▶ _Goal 1_
Show every line from the rows below that contains the string "boot", copied unchanged.

▶ _Extract_
Injury interruptions and ill-timed defeats have kept Josh Emmett away from title contention in the Ultimate Fighting Championship featherweight division. Even so, the 37-year-old appears to have at least one more surge left in him.


Emmett will attempt to buoy his stock at 145 pounds when he toes the line against Calvin Kattar in the UFC on ESPN 37 headliner this Saturday at the Moody Center in Austin, Texas. The Team Alpha Male rep enters the Octagon on the strength of a four-fight winning streak. He last appeared at UFC 269, where he was awarded a unanimous decision over Dana White’s Contender Series graduate Dan Ige in their three-round pairing on Dec. 11.

As Emmett makes final preparations for his high-stakes showdown with Kattar, a look at some of the rivalries that have helped shape his career to this point:



Emmett kept his perfect professional record intact and made a successful promotional debut when he escaped with a split decision over the Guamanian grappler in their UFC Fight Night 87 lightweight prelim on May 8, 2016 at the Ahoy Rotterdam in Rotterdam, Netherlands. All three judges struck 29-28 scorecards: Ben Cartlidge and Maciej Motylewski for Emmett, Andreas Gruner for Tuck. A short-notice replacement for the injured Nick Hein, Emmett perplexed his counterpart with his aggression and movement for the better part of two rounds. The overhand right was his weapon of choice, as he paired it with the occasional leg kick. In the third round, Tuck uncorked a wheel kick that caught the former West Coast Fighting Championship titleholder on his left hand. The impact resulted in a compound fracture to Emmett’s ring finger and forced him to retreat until the final bell. Tuck pursued him with head kicks and knees but could not author the finish he needed.



The former Titan Fighting Championship titleholder touched down in the Ultimate Fighting Championship when he eked out a split decision over Emmett as part of the UFC 210 undercard on April 8, 2017 at the KeyBank Center in Buffalo, New York. Judge Dave Tirelli scored it 29-28 for Emmett, while Douglas Crosby and Sal D’Amato saw it 29-28 and 30-27 for Green. Emmett was effective in spurts, particularly with lunging right hands and leg kicks. Green countered with straight and sharp punching combinations, sprawled out of takedowns and mixed in a clean right jab when the situation called for it. The Henri Hooft protégé did his best work in the second round and then secured a takedown on the overaggressive Emmett in the third, short-circuiting his momentum. It remains one of only two career losses on the Phoenix native’s resume.

▶ _Materials provided_
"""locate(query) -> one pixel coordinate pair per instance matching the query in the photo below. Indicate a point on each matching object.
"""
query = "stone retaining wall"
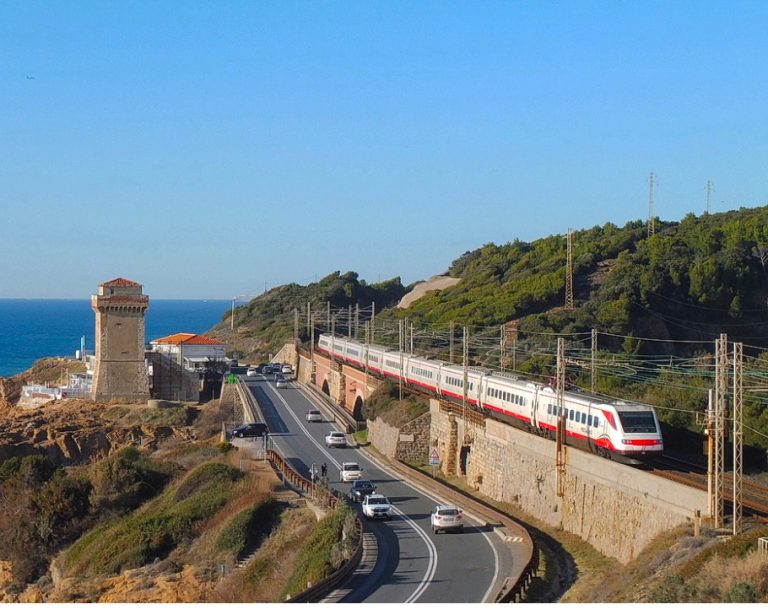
(617, 508)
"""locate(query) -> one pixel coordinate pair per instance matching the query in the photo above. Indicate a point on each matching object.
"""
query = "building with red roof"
(191, 350)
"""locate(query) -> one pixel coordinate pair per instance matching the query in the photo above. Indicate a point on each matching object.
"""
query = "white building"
(190, 350)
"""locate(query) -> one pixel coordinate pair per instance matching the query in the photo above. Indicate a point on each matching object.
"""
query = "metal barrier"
(330, 499)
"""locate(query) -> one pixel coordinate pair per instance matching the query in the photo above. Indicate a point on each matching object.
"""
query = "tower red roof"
(120, 282)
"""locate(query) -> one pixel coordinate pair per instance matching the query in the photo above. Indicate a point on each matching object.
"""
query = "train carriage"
(510, 397)
(354, 353)
(423, 372)
(624, 431)
(451, 382)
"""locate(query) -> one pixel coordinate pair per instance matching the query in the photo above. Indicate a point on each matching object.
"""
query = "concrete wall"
(616, 508)
(409, 443)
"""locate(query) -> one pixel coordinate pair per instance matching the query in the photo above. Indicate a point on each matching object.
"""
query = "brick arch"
(357, 409)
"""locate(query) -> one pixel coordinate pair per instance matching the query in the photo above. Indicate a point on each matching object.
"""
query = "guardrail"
(514, 588)
(320, 399)
(330, 499)
(251, 409)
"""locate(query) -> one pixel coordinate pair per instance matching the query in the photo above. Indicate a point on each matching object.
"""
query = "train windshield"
(637, 422)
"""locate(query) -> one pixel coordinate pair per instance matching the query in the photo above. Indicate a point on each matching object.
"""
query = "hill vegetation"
(261, 327)
(656, 304)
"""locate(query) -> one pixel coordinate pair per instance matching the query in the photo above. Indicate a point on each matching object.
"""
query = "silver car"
(335, 438)
(447, 518)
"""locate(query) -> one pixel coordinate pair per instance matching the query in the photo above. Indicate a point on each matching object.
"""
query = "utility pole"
(569, 271)
(594, 359)
(312, 348)
(400, 329)
(502, 344)
(738, 435)
(721, 391)
(560, 435)
(373, 317)
(651, 222)
(465, 392)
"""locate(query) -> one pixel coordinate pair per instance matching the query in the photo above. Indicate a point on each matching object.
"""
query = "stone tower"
(120, 371)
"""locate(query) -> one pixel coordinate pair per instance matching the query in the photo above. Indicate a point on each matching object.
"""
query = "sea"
(34, 328)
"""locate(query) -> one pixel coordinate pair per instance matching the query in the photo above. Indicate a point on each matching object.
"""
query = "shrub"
(741, 592)
(127, 478)
(325, 550)
(247, 527)
(156, 529)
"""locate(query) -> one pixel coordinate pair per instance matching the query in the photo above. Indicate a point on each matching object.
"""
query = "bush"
(247, 527)
(127, 478)
(155, 530)
(328, 546)
(741, 592)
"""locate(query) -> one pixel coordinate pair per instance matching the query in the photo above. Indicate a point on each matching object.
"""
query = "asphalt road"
(413, 565)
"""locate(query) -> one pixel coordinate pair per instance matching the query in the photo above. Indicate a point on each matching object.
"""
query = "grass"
(157, 528)
(325, 550)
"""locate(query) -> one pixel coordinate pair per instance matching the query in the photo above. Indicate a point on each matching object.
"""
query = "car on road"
(376, 507)
(350, 471)
(360, 489)
(447, 518)
(335, 438)
(250, 430)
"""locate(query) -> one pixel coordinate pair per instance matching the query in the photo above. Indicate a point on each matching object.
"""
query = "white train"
(620, 430)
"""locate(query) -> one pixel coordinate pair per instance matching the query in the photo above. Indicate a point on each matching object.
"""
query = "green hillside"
(263, 325)
(656, 305)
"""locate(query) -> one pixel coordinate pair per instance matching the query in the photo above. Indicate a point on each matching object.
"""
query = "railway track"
(754, 494)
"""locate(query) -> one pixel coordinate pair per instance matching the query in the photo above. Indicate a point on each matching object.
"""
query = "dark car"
(361, 488)
(250, 430)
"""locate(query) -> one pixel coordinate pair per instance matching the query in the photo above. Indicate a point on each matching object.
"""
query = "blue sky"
(209, 149)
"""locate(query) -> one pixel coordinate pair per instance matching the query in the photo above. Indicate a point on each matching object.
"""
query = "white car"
(376, 506)
(446, 517)
(350, 471)
(335, 438)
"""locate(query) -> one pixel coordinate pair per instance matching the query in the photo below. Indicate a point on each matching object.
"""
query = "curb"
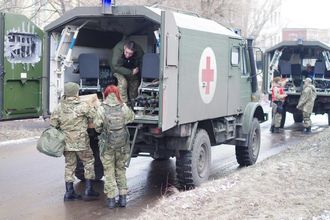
(19, 141)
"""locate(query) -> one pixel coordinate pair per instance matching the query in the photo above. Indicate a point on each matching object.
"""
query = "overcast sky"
(307, 13)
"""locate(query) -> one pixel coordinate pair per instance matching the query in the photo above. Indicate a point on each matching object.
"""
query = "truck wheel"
(193, 167)
(248, 155)
(298, 117)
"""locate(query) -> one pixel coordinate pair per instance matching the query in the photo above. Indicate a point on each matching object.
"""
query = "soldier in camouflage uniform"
(278, 97)
(306, 103)
(71, 117)
(126, 64)
(111, 119)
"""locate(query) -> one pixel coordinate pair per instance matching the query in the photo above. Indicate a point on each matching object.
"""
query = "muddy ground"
(294, 184)
(19, 129)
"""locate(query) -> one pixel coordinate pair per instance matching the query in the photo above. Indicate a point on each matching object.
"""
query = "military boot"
(70, 194)
(111, 203)
(276, 130)
(89, 193)
(122, 201)
(308, 130)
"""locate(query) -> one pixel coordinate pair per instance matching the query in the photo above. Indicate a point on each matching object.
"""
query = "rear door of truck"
(169, 55)
(234, 76)
(21, 73)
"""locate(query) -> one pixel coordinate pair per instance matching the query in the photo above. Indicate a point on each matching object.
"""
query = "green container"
(20, 67)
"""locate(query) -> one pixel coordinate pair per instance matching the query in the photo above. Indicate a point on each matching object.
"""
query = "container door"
(21, 92)
(234, 77)
(169, 53)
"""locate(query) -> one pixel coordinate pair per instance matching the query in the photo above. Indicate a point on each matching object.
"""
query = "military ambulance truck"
(290, 59)
(20, 67)
(198, 81)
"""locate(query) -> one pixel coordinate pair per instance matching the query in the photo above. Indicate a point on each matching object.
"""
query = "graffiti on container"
(23, 45)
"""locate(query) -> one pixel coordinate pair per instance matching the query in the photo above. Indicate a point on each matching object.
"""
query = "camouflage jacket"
(307, 98)
(71, 117)
(278, 93)
(119, 64)
(111, 100)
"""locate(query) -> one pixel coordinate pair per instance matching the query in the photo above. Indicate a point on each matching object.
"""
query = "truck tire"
(193, 167)
(298, 117)
(248, 155)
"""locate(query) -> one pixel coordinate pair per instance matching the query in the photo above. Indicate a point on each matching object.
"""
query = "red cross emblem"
(208, 75)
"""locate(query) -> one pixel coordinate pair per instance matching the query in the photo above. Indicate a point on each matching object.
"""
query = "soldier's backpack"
(51, 142)
(114, 126)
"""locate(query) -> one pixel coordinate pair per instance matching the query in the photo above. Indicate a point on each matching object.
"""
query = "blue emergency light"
(106, 7)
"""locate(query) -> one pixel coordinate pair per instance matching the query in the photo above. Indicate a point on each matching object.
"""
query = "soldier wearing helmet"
(278, 98)
(111, 119)
(71, 117)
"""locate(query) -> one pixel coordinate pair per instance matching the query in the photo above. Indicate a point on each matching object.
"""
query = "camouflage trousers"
(113, 161)
(86, 156)
(128, 87)
(307, 119)
(276, 117)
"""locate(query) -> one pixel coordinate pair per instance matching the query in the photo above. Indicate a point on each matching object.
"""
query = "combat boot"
(276, 130)
(70, 194)
(308, 130)
(111, 203)
(122, 201)
(90, 194)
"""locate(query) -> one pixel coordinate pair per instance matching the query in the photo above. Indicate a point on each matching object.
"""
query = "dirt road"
(294, 184)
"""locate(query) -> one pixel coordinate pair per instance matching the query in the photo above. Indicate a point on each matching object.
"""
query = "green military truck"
(21, 58)
(198, 86)
(291, 59)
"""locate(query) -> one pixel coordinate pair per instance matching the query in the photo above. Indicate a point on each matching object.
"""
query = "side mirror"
(258, 54)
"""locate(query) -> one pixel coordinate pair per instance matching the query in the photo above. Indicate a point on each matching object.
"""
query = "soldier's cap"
(308, 80)
(277, 79)
(71, 89)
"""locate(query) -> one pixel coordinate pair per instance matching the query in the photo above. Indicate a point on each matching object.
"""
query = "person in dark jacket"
(125, 63)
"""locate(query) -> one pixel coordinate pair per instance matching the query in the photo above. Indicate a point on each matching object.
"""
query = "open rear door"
(21, 68)
(169, 70)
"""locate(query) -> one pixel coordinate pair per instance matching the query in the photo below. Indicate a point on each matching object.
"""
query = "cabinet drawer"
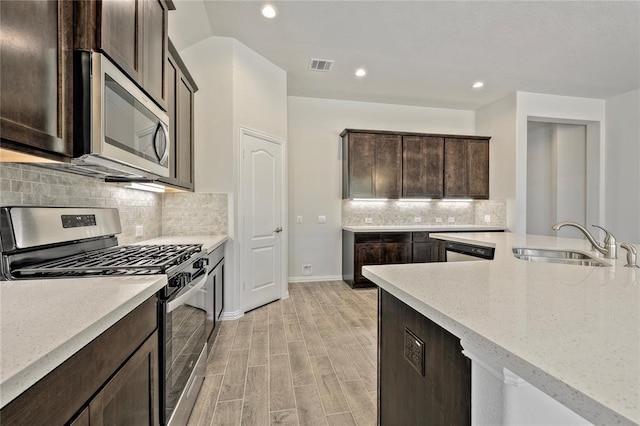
(421, 237)
(366, 238)
(395, 237)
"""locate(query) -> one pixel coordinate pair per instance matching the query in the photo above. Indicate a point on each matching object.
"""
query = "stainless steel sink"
(567, 257)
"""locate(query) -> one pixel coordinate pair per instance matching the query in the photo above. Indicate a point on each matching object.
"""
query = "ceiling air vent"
(324, 65)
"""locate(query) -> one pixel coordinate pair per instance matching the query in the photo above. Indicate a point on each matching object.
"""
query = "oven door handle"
(187, 294)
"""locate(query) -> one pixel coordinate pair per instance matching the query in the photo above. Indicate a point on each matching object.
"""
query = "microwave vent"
(323, 65)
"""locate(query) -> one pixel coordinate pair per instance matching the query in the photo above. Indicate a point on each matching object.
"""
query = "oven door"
(184, 351)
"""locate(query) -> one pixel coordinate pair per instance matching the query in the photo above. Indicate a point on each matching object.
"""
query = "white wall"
(540, 201)
(623, 166)
(556, 177)
(315, 168)
(567, 110)
(237, 87)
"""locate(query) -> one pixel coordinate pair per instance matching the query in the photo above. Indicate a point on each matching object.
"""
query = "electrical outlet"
(307, 270)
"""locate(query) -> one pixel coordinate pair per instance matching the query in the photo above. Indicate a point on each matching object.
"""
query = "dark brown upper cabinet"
(384, 164)
(181, 88)
(422, 165)
(36, 77)
(133, 33)
(372, 165)
(466, 168)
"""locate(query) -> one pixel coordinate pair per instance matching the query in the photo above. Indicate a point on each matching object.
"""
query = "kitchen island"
(572, 332)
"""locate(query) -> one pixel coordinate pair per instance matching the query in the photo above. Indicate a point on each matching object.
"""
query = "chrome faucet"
(609, 248)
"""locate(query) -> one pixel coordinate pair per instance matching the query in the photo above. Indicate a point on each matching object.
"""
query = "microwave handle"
(162, 156)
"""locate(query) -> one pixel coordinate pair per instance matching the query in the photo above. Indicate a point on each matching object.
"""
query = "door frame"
(284, 235)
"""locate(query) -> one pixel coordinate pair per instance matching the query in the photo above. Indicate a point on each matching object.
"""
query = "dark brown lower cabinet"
(423, 377)
(385, 248)
(113, 380)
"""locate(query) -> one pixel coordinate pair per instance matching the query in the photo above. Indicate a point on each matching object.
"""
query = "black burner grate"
(123, 260)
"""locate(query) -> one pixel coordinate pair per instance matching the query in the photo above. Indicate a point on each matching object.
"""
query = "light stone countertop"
(44, 322)
(571, 331)
(420, 228)
(209, 242)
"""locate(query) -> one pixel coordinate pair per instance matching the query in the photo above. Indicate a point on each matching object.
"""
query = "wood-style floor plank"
(306, 360)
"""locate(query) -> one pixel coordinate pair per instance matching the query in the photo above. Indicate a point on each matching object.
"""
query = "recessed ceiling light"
(269, 11)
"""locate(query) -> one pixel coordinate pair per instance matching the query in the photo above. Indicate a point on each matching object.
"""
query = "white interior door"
(262, 182)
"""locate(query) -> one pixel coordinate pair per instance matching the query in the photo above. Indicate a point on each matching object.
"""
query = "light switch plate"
(414, 351)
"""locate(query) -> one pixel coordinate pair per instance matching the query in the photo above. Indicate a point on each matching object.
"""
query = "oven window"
(185, 339)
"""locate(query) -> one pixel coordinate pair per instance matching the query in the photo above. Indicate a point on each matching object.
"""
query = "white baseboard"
(308, 278)
(229, 316)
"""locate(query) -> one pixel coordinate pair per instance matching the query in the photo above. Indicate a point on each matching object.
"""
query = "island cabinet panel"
(372, 165)
(423, 377)
(422, 165)
(466, 168)
(425, 249)
(36, 77)
(112, 380)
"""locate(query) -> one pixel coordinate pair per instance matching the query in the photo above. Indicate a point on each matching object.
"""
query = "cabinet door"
(361, 165)
(422, 165)
(36, 77)
(173, 74)
(366, 254)
(155, 49)
(396, 253)
(121, 36)
(184, 143)
(388, 166)
(131, 396)
(455, 168)
(478, 168)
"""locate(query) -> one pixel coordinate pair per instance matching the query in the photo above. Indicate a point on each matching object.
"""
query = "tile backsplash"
(194, 214)
(403, 213)
(22, 184)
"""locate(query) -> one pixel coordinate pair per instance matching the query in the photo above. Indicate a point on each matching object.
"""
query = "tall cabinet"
(182, 88)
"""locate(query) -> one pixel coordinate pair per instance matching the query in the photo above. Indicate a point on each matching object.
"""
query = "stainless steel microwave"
(120, 133)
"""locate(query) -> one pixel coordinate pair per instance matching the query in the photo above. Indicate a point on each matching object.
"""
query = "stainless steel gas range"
(63, 242)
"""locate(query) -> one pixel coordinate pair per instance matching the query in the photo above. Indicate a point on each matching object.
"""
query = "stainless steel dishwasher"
(461, 252)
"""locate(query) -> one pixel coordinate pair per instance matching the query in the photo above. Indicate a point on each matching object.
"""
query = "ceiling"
(428, 53)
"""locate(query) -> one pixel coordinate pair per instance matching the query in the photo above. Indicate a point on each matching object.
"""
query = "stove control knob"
(201, 263)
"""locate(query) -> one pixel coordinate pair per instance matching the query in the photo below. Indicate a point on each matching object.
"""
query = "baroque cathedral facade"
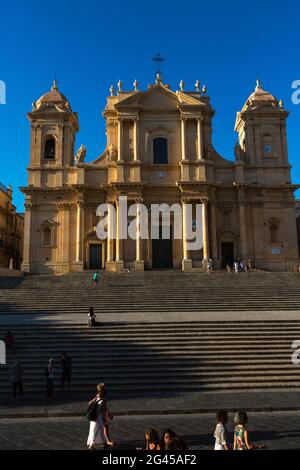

▶ _Goal 2_
Resume the article above on Josh Emmett's career, starting right after its last sentence.

▶ _Final result 1_
query = "military boot"
query = "combat boot"

▶ _Final result 2_
Emmett knocked out the perennial Top 10 contender in the first round of their UFC on Fox 26 co-main event on Dec. 16, 2017 at the MTS Centre in Winnipeg, Manitoba. A replacement for the repurposed Jose Aldo, the Team Alpha Male standout brought it to a close 4:33 into Round 1 and announced his arrival as a major player at 145 pounds. Faced with a size and strength disadvantage, Lamas employed low and high kicks with both legs in a bid to keep the powerful Californian at bay. The upset-minded Emmett had other ideas. He countered a leg kick from Lamas with an errant overhand right and then sent a picture-perfect left hook sweeping behind it. The Chicago native was out cold upon impact, his head bouncing violently off the canvas to add insult to injury.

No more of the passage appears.